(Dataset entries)
────────────────────────────────────────

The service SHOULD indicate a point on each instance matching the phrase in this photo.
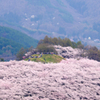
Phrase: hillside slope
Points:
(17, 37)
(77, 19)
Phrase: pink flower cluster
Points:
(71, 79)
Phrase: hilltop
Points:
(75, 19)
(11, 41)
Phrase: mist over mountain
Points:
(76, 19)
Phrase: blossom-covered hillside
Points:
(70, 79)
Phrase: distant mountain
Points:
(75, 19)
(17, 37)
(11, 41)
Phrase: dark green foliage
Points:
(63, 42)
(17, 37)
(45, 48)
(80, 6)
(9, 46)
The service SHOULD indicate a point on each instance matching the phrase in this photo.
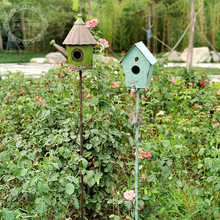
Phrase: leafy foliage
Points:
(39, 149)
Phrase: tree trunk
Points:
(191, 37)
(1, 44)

────────────────────────────────────────

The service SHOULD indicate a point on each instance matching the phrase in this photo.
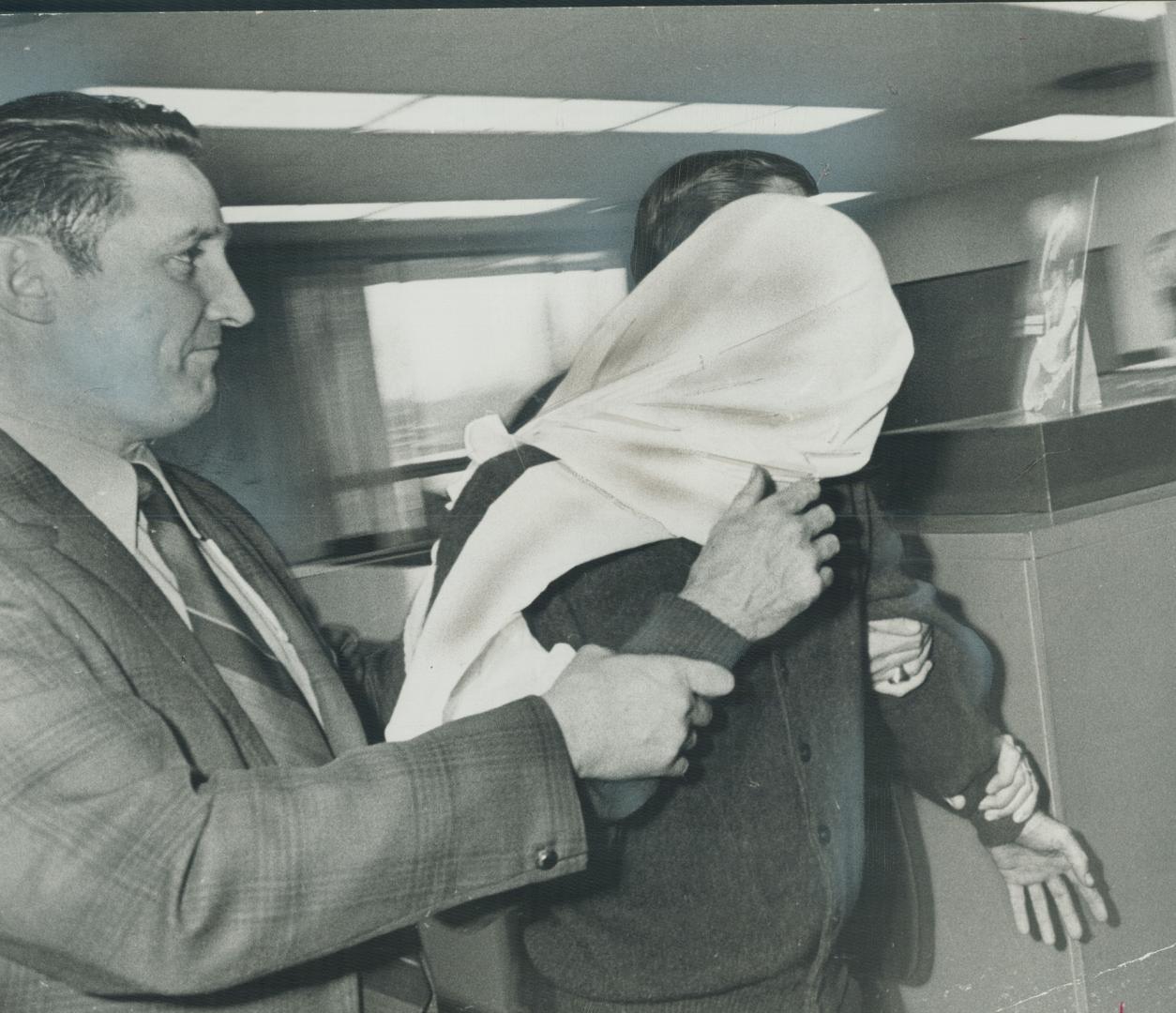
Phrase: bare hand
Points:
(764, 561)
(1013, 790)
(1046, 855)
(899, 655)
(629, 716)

────────────────────────────────────────

**What is required:**
When a line in the records above holds "mountain", that line is to be reported.

**Solution:**
Phrase: mist over mountain
Phrase: distant mountain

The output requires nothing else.